— Как идет подготовка к открытию сцены?
— Когда приближается момент открытия, всегда какая-то суматоха. Но в целом все идет по плану, как пел знаменитый поэт. Если без шуток, то команда собралась очень мощная, и Main Stage Summer — не первый наш проект. Я думаю, что мы откроемся, уже даже не заметая мусор под коврик, а по-настоящему хорошо.
— Как и кому пришла идея открыть новую сцену?
— Это проект меня и Маруси Полонской. Мы как-то сидели, грустили в середине пандемии, думали, как нам вообще жить дальше, и поняли, что нет никаких вариантов, чтобы все, что происходит, — не закончилось. Это невозможно. Есть люди, которым живые выступления нужны как воздух. И вот ограничения сняли, и мы занялись Main Stage Summer.
— Кто еще работает над проектом?
— Над проектом работает большая команда проверенных людей из индустрии. Букингом занимаются Катерина Павлова (Soldoutmafia) и Виталий Белов («Музыкальное агентство»), за промо отвечает команда Future Communications, маркетинг — Юлия Власова. За плечами членов команды Main Stage Summer работа с крупнейшими игроками рынка: от Alfa Future People, Warner Music и BMG до концертов «Главклуба» и Stadium.
— Вы задумали Main Stage Summer еще в пандемию, а потом случилось 24 февраля. Были мысли, что это может оказаться никому не нужно и вообще — некстати?
— Как и у всех чутких к подобным вещам людей, у меня были свои тревоги и переживания. При этом я вообще ни разу не подумал о том, что было бы неуместно делать культурные мероприятия после 24 февраля. Наоборот, надо делать как можно больше. Люди, которые здесь живут, тоже переживают и расстраиваются. Им нужна поддержка со стороны их любимых исполнителей, необходимо переключиться и зарядиться новой энергией , — и без разницы, нужна ли она для созидания или для борьбы.

· · · ·

### Задание A
Переведите на английский язык предложение из фрагмента интервью: «Есть люди, которым живые выступления нужны как воздух».
### Задание B
Перечислите всех людей, названных во фрагменте интервью по имени и фамилии.

### Материал
· · · ·

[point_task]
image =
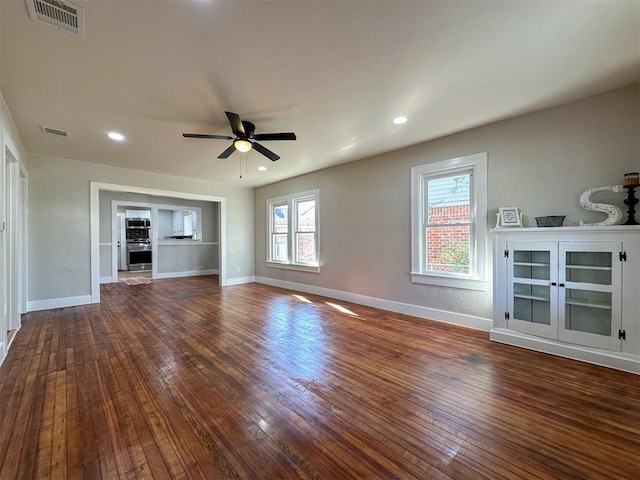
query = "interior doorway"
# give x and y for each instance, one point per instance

· · · ·

### Ответ A
There are people who need live performances like air.

### Ответ B
Маруся Полонская, Катерина Павлова, Виталий Белов, Юлия Власова.